"""

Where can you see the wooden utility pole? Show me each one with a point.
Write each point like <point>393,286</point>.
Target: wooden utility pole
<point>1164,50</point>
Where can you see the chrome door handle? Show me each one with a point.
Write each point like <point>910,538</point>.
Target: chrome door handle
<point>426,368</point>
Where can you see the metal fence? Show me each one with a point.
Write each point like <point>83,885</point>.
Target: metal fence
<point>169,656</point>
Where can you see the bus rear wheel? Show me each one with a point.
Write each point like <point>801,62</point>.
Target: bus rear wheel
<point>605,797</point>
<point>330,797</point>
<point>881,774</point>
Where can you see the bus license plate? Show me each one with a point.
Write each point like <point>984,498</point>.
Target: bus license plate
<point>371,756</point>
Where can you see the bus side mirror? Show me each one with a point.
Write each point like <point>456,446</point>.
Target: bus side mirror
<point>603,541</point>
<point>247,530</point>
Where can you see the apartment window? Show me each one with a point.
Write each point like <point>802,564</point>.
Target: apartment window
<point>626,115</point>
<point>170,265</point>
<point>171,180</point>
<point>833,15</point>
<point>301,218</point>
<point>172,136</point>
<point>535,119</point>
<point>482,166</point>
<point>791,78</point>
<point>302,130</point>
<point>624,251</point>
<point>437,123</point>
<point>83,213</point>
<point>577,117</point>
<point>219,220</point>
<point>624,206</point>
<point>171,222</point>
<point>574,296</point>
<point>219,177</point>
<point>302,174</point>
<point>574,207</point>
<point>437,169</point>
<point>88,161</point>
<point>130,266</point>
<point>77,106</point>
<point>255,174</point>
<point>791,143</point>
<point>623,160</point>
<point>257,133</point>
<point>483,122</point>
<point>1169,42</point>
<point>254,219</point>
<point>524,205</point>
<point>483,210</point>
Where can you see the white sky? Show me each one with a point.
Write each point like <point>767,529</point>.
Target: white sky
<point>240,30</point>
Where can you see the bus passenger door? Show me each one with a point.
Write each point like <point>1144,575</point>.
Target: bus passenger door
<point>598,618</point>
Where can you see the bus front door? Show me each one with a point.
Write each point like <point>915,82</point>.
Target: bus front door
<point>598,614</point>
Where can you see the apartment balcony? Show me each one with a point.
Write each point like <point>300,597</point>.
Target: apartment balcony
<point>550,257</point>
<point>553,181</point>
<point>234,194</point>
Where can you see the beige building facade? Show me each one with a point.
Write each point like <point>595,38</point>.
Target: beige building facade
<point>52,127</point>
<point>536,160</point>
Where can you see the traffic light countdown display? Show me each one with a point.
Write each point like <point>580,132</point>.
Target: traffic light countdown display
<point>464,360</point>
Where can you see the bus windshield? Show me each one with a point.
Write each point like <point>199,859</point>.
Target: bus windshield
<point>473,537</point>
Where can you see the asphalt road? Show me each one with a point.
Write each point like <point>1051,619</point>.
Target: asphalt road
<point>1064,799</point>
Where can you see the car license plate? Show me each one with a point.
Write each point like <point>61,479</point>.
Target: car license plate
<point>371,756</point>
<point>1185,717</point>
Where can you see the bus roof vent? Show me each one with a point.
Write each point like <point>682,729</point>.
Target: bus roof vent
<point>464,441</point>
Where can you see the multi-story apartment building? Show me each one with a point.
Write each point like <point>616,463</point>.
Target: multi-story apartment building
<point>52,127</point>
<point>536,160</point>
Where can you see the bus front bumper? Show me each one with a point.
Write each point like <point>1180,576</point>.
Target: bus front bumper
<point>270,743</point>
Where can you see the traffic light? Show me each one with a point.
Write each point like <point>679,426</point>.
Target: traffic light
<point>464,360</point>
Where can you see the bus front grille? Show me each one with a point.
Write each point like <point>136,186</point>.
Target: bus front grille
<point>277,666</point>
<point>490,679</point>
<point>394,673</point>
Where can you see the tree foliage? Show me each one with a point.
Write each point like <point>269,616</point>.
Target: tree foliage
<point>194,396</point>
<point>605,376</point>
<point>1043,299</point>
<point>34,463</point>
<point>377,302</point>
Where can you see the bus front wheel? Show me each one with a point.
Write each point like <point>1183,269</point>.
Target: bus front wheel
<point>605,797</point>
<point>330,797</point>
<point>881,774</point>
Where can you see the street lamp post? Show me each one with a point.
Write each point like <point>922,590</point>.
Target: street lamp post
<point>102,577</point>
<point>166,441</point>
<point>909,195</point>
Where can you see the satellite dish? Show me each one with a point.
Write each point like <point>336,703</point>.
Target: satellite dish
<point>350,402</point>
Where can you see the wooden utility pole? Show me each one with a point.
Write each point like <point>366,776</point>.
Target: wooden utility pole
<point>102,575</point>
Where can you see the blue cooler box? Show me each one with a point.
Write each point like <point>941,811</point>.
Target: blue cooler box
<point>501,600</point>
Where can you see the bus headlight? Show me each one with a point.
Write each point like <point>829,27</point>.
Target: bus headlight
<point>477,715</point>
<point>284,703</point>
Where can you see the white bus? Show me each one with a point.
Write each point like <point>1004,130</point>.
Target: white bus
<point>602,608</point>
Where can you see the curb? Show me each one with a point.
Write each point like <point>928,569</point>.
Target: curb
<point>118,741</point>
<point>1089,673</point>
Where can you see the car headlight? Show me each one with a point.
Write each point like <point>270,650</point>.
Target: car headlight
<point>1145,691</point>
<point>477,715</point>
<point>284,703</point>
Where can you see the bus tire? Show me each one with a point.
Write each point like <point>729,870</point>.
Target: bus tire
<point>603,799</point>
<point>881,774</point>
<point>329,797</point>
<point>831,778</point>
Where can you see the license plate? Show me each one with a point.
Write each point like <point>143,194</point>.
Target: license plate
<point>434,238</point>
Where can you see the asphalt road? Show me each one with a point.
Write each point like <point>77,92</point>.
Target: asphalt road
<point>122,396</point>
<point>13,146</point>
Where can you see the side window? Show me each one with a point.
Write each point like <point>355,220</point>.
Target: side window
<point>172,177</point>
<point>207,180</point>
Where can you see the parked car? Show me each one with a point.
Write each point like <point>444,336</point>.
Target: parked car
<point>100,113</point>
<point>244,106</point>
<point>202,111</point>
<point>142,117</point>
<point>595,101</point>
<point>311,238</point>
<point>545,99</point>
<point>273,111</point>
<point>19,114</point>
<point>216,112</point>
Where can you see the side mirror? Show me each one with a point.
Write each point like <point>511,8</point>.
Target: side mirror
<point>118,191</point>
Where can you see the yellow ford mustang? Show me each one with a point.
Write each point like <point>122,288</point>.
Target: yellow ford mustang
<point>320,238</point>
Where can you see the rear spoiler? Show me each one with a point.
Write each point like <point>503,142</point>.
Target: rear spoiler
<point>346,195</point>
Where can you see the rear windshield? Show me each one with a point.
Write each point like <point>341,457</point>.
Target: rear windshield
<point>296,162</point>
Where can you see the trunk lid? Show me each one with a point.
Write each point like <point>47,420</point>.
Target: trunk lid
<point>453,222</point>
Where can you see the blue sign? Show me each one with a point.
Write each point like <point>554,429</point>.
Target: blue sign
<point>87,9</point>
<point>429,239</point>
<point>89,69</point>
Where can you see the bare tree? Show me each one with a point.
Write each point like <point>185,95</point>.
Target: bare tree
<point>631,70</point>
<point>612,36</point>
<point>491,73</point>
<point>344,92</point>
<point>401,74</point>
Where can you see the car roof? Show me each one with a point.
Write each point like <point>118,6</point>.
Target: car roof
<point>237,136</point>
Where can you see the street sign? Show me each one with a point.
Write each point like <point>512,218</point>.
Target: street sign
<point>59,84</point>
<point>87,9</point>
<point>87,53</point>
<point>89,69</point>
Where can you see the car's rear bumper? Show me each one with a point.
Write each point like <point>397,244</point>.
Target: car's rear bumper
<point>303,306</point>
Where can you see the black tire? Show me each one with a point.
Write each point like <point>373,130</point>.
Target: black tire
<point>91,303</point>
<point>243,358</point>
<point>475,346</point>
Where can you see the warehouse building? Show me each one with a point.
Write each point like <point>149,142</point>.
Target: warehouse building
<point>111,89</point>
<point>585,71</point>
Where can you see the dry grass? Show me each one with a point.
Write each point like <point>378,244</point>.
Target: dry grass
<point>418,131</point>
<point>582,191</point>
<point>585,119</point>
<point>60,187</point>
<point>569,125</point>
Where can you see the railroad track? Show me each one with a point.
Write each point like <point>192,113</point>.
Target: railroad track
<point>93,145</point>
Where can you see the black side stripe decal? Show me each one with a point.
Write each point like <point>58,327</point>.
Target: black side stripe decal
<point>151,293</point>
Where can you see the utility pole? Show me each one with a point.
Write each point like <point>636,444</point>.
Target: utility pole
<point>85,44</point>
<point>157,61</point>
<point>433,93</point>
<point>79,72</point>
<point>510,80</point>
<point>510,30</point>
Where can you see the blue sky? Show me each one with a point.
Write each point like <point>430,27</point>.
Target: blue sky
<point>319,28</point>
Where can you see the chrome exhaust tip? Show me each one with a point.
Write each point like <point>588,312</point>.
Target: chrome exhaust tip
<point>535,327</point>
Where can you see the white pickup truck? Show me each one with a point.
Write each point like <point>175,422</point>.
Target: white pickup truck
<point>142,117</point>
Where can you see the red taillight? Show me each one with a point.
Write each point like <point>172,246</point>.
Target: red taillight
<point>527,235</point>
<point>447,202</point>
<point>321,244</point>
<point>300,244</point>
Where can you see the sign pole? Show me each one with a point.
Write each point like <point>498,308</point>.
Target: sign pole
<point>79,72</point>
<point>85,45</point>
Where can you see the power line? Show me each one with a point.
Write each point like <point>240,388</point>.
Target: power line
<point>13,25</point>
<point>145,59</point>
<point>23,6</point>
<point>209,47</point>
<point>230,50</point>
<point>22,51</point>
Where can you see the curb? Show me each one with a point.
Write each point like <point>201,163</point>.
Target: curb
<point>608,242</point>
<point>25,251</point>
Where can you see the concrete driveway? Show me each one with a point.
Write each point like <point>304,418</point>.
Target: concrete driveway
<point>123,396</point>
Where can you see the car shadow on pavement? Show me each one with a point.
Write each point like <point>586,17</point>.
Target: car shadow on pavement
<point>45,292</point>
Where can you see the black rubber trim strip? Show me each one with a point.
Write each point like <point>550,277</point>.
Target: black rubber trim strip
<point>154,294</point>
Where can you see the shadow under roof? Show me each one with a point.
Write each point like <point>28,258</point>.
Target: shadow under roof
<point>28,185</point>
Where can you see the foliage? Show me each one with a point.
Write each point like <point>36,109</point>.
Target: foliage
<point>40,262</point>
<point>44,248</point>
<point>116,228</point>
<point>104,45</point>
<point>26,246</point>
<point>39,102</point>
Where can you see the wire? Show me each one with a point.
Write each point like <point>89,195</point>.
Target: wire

"""

EXERCISE BRIEF
Scale the stretch from the first line through the line containing "<point>1164,50</point>", and give only those lines again, requests included. Multiply each point coordinate in the answers by 0.7 and round to whole numbers, with halves rounding up. Leave the numbers in the requests and their sample formats unchanged.

EXERCISE RESULT
Where can you see the wooden utility pole? Show me each one with a point.
Write each point like <point>393,286</point>.
Target: wooden utility pole
<point>815,35</point>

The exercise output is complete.